SELECTED EXTRACT
▼

Maine Community Health Options, et al. v. United States
SocialSecurity
Whether the government is required to pay insurers the full amount of the cost-sharing reduction payments required by the unambiguous shall-pay language of §1402 of the ACA
QUESTION PRESENTED Just this past Term, this Court held in Maine Community Health Options v. United States, 140 S.Ct. 1308 (2020), that the government was obligated to make the risk corridor payments required by the unambiguous shall-pay command of §1342 of the Patient Protection and Affordable Care Act (“ACA”), and that insurers who performed in full could bring suit in the Court of Federal Claims to recover the amounts that the government “shall pay.” In the decision below, the Federal Circuit recognized that under Maine Community, the government must make the cost-sharing reduction payments required by the equally unambiguous shall-pay language of §1402 of the ACA and not having appropriated funds did not simply vitiate the government’s obligation. So far, so good; but it then went on to hold, based on a purported “analogy to contract law,” that the remedy for the breach of the government’s statutory shall-pay obligation is not an order to pay the statutory shallpay amount, but only a far smaller amount (in the government’s view, perhaps even zero). The decision below discounts the specific sums the government promised to pay for specific undertakings that insurers have performed in full to account for premium increases and related tax credits prompted by the government’s breach. The question presented is: Whether the government is required to pay insurers the full amount of the cost-sharing reduction payments required by the unambiguous shall-pay language of §1402 of the ACA.

▲

DATA SECTION

▼

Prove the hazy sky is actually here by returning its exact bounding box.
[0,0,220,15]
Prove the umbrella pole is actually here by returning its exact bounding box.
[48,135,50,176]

▲

QUESTIONS ON THE MATERIAL
A. List every word or phrase that appears inside quotation marks in the question presented.
B. What citation does the question presented give for the earlier Maine Community Health Options v. United States decision?

ACTIVITY ANSWERS
A.
"ACA"
"shall pay."
"analogy to contract law"

B. 140 S.Ct. 1308 (2020)